═════ Extrait du texte ═════
Portrait in MEN’S UP Magazine (France)

Quand on est gosse, on rêve d’être pilote de formule 1, gardien de phare, architecte ou médecin. Jacques Pierrejean n’avait pas précisément la tête dans les nuages et ne rêvait pas de voler. Pourtant, son métier est extraordinaire à plus d’un titre. Bienvenue à bord des avions fabuleux de Jacques Pierrejean.

Jacques Pierrejean vient de livrer son dernier “bébé”. Un yacht de 141 m de long, doté de 4 ponts, une embarcation qui occupe la 4e place au classement des plus grands yachts du monde. Mais ce qu’il préfère, ce sont les avions. « J’avais plus de passé vis à vis des yachts que des avions. Je venais de Cannes et dans le port de Cannes il y a des yachts. » Jeune homme, à bord d’un 747 il s’interroge : qui aménage les avions ? « En revenant sur Paris, je me suis dit qu’il serait intéressant de rentrer en contact avec Dassault. Il se trouve qu’à cette époque (au début des années 80 NDLR), Dassault ne faisait que des avions militaires et très peu d’avions privés ». Chez Dassault, il rencontre un passionné d’architecture. Ensemble, ils mettent sur pied l’unité d’aménagement d’avions privés.

L’idée que certains happy fews puissent s’offrir la liberté de décoller quand bon leur semble est passée dans les mœurs. Avec Dassault, le marché des avions privés s’est développé. « Pendant ces douze années, je me suis retrouvé chez Dassault comme consultant pour aménager des Falcon. On en faisait de quatre à six par an. Ça prenait de plus en plus d’ampleur. Dans le monde, nous devions être environ cinq cabinets à pouvoir travailler ce genre de design intérieur d’avions ». Les avionneurs civils ont suivi. Airbus m’a demandé de travailler sur quelques projets d’avions en aménagement privé. Ces projets ont commencé à intéresser les vendeurs d’Airbus, ce qui m’a valu de faire des avions privés de grande taille très vite, qui étaient incomparable avec ce que je faisais dans le milieu des jets d’affaires ».

Des avions toujours plus grands

En 2014, le monde comptait 2 325 “super riches” : un chiffre en constante augmentation qui a pour conséquence une véritable inflation dans la démesure. Et l’aménagement ne se limite plus à choisir le cuir ou la couleur des sièges. Boeing 747, Airbus A340, il n’y a plus de limite à la taille des avions que les milliardaires – ou les Etats – sont prêts à s’offrir. Seul l’A380, le plus gros avion civil du monde, trop grand pour de nombreux aéroports, reste à l’état de projet. « Vous avez deux types de gros avions : le 747 800 qui est le dernier né de chez Boeing, que nous sommes en train de livrer en avion privé, avec deux étages et l’A380 » détaille l’architecte, qui a été consulté pour l’aménagement d’un A380 Las, l’avions requiert des capacités d’accueil et un service au sol important. « Or le summum de l’avion privé, c’est de pouvoir aller où vous voulez. Au fur et à mesure du projet le client s’est aperçu de la complication de cet avion. Donc l’A380 en privé n’existe pas. »
═════
Objectif annoncé a:
Relevez chaque ligne des enregistrements qui contient la chaîne « hillside », en respectant la casse.
═════ Les données ═════
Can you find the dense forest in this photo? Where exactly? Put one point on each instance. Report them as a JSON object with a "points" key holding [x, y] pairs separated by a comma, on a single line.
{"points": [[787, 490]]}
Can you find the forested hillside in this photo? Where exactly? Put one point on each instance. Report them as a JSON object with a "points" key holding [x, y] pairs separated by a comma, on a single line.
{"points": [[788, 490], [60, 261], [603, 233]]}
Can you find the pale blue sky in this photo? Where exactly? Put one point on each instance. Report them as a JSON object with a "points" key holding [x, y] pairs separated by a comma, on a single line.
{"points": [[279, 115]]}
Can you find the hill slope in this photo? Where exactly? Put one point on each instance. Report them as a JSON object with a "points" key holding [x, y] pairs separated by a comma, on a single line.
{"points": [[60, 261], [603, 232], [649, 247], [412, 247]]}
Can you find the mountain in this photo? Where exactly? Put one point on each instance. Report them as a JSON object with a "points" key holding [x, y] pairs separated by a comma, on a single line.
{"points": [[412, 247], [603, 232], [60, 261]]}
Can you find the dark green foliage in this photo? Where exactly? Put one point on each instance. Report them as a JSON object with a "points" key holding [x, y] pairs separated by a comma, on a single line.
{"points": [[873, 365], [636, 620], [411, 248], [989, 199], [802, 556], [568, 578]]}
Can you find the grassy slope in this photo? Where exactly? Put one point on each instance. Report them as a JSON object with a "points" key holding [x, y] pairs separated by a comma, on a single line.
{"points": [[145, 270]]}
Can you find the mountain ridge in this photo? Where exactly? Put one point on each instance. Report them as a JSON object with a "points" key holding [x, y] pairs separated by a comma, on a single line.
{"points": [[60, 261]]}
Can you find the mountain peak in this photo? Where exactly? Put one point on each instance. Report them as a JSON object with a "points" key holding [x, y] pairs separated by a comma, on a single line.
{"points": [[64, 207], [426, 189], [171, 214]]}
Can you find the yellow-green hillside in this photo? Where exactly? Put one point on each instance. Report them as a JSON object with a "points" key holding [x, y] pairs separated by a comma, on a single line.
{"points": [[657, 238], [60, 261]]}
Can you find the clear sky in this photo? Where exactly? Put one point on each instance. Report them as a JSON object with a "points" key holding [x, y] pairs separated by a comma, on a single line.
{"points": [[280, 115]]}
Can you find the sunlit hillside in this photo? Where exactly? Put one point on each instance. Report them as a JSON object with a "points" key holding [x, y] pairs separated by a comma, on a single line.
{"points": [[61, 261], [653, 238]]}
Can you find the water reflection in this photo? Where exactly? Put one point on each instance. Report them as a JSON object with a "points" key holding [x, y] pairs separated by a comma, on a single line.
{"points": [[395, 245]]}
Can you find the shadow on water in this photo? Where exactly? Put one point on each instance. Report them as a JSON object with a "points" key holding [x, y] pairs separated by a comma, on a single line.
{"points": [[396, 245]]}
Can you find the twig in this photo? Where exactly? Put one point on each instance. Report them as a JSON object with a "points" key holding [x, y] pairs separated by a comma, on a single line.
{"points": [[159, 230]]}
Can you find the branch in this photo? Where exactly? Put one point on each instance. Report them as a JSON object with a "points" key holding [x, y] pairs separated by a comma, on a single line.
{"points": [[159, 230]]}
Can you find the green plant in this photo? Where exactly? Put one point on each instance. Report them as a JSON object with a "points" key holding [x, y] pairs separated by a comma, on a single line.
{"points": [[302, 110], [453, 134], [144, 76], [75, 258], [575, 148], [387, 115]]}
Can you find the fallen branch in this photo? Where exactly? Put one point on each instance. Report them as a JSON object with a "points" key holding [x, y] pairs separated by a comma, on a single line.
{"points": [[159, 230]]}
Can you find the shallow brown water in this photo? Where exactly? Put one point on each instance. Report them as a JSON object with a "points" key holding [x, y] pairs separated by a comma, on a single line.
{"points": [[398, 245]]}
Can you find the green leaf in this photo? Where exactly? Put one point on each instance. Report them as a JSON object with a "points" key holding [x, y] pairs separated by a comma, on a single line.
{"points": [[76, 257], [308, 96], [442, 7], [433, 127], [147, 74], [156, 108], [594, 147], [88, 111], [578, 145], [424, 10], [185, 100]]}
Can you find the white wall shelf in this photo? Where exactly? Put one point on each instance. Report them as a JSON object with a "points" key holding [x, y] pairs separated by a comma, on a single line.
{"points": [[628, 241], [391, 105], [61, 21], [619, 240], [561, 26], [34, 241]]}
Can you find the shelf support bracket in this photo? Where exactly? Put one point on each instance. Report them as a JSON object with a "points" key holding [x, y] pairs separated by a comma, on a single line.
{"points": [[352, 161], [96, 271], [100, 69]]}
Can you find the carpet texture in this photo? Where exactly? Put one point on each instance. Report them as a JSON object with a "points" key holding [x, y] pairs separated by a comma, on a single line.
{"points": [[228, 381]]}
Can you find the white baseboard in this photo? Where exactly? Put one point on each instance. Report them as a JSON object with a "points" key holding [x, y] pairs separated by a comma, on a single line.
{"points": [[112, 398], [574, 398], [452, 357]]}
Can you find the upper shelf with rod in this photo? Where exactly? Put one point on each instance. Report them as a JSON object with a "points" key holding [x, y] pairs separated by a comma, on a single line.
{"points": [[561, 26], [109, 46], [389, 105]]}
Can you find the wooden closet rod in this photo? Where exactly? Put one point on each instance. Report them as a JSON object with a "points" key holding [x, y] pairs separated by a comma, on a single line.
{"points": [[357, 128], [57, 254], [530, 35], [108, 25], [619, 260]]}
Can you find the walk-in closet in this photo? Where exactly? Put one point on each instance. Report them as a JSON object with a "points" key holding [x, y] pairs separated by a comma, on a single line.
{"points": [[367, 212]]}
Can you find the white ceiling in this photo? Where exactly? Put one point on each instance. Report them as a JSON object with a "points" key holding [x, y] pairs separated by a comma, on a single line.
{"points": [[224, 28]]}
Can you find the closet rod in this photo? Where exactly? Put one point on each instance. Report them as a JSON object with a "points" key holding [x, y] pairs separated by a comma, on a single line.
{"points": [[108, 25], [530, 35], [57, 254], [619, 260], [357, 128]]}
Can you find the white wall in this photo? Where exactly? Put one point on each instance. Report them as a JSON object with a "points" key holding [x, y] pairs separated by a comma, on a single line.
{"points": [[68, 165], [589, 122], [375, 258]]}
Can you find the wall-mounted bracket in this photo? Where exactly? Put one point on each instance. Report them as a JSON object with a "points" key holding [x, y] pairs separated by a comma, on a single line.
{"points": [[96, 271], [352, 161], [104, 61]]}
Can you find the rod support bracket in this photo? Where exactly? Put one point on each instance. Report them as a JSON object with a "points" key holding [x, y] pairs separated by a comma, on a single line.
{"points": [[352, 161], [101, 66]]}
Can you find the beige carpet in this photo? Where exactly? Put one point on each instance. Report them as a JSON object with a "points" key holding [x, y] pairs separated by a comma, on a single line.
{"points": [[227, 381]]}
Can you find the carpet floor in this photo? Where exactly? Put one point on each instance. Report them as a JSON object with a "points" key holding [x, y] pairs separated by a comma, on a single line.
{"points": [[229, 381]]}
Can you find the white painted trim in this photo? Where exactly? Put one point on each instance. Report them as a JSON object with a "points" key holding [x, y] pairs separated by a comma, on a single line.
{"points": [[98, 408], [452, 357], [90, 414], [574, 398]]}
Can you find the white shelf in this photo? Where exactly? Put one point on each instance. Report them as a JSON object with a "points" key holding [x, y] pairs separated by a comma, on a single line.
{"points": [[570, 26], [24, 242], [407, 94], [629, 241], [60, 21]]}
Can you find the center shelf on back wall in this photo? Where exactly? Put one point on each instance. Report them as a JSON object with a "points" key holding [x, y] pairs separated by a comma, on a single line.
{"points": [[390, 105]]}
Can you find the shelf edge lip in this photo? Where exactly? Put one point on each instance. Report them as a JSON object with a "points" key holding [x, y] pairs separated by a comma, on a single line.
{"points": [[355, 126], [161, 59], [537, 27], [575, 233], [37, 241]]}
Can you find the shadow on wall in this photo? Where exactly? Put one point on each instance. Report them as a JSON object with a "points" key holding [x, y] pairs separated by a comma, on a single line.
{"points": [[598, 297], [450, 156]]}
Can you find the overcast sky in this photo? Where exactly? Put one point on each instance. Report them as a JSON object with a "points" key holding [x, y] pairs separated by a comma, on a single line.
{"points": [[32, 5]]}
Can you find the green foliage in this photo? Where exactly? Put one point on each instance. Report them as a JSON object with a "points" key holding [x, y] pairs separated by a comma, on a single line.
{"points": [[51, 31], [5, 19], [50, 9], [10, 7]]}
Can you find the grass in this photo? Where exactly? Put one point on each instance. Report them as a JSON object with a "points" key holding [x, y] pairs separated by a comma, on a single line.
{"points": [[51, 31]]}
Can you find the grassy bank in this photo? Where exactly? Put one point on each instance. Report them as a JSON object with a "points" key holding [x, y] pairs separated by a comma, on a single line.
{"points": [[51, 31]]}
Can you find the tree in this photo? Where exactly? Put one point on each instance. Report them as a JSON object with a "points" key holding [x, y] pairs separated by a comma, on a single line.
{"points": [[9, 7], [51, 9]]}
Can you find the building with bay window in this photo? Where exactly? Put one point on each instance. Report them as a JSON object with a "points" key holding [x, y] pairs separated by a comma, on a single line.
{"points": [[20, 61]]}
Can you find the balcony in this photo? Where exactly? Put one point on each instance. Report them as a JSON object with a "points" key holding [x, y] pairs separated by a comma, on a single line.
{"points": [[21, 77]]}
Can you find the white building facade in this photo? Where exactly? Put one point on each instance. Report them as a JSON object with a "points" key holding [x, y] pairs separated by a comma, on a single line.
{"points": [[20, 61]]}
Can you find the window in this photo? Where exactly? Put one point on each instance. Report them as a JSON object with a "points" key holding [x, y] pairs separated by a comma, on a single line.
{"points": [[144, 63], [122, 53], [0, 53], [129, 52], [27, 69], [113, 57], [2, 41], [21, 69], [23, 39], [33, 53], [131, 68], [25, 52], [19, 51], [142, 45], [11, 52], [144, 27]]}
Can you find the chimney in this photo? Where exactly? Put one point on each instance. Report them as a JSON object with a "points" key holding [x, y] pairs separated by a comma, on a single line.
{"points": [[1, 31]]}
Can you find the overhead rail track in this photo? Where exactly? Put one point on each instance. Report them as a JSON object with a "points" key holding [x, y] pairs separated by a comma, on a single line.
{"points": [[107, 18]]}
═════
Objectif annoncé b:
Dans l'article, remplacez « gardien de phare » par « chef d'orchestre » et recopiez le passage compris entre « Portrait in MEN’S » et « de Jacques Pierrejean. », bornes incluses.

Résultat obtenu a:
Can you find the forested hillside in this photo? Where exactly? Put one point on each instance. Report them as a JSON object with a "points" key holding [x, y] pairs separated by a comma, on a single line.
Can you find the yellow-green hillside in this photo? Where exactly? Put one point on each instance. Report them as a JSON object with a "points" key holding [x, y] pairs separated by a comma, on a single line.
Can you find the sunlit hillside in this photo? Where exactly? Put one point on each instance. Report them as a JSON object with a "points" key holding [x, y] pairs separated by a comma, on a single line.

Résultat obtenu b:
Portrait in MEN’S UP Magazine (France)

Quand on est gosse, on rêve d’être pilote de formule 1, chef d'orchestre, architecte ou médecin. Jacques Pierrejean n’avait pas précisément la tête dans les nuages et ne rêvait pas de voler. Pourtant, son métier est extraordinaire à plus d’un titre. Bienvenue à bord des avions fabuleux de Jacques Pierrejean.